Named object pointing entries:
"""
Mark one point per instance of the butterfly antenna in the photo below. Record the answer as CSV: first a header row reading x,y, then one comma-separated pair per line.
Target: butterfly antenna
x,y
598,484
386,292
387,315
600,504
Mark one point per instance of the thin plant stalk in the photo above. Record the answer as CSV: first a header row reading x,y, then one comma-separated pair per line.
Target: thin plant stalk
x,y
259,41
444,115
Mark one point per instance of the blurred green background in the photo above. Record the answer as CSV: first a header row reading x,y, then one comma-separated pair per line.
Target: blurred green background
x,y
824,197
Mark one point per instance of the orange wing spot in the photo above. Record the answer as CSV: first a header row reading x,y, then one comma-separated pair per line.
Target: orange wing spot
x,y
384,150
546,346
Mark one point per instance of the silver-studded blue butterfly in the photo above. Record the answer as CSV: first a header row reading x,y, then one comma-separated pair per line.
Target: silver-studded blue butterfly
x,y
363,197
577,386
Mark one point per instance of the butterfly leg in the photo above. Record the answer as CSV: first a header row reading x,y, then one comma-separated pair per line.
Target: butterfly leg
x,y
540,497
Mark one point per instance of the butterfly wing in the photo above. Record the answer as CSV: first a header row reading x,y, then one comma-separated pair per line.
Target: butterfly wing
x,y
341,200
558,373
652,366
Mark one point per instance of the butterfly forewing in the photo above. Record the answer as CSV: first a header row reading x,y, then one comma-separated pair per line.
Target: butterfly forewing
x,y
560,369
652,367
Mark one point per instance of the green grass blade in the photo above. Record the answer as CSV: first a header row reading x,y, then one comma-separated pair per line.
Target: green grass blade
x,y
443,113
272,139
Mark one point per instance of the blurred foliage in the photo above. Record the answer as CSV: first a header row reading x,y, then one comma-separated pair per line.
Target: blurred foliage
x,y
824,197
"""
WRITTEN EXERCISE: Convert the lines of the listing, from the line containing "Mark one point per instance of the orange" through the end of the listing, into a numbered list, omitting any blank lines.

WORKED ANSWER:
1. Mark one point per instance of the orange wing spot in the photo above. Record the answer as CSV: first a header row reading x,y, then one comma-separated pair per line.
2. Target: orange wing spot
3. x,y
4. 384,150
5. 546,346
6. Mark one point per instance of the silver-studded blue butterfly in the photo above. Record the answer as CSV: first a header row reading x,y, then one comma-separated pair per line.
7. Target: silver-studded blue butterfly
8. x,y
9. 363,197
10. 577,386
11. Mark one point per instance of the butterfly leg in the photo above. Record the answer as CSV: first a header row reading x,y, then one comma-separated pair per line.
12. Target: butterfly leg
13. x,y
14. 540,497
15. Mark one point per instance of the butterfly wing in the photo above. Record the answer as CSV: first a header row reading x,y, then one comma-separated pair per line.
16. Target: butterfly wing
17. x,y
18. 341,200
19. 558,373
20. 652,366
21. Mark one point per instance of the butterfly forewing in the photo above. Record the answer as CSV: first a header row reading x,y, then one comma-separated pair per line.
22. Target: butterfly forewing
23. x,y
24. 560,369
25. 652,367
26. Mark one point per instance of the green grass blade in the photo above. Record the answer as CSV: first a header row reading x,y, then one comma-separated pair per line.
27. Target: green grass blade
28. x,y
29. 443,113
30. 272,139
31. Mark one point per instance of the blurred foliage in the photo above. Record the answer as CSV: first a header row reading x,y, then one comma-separated pair per line.
32. Target: blurred foliage
33. x,y
34. 824,197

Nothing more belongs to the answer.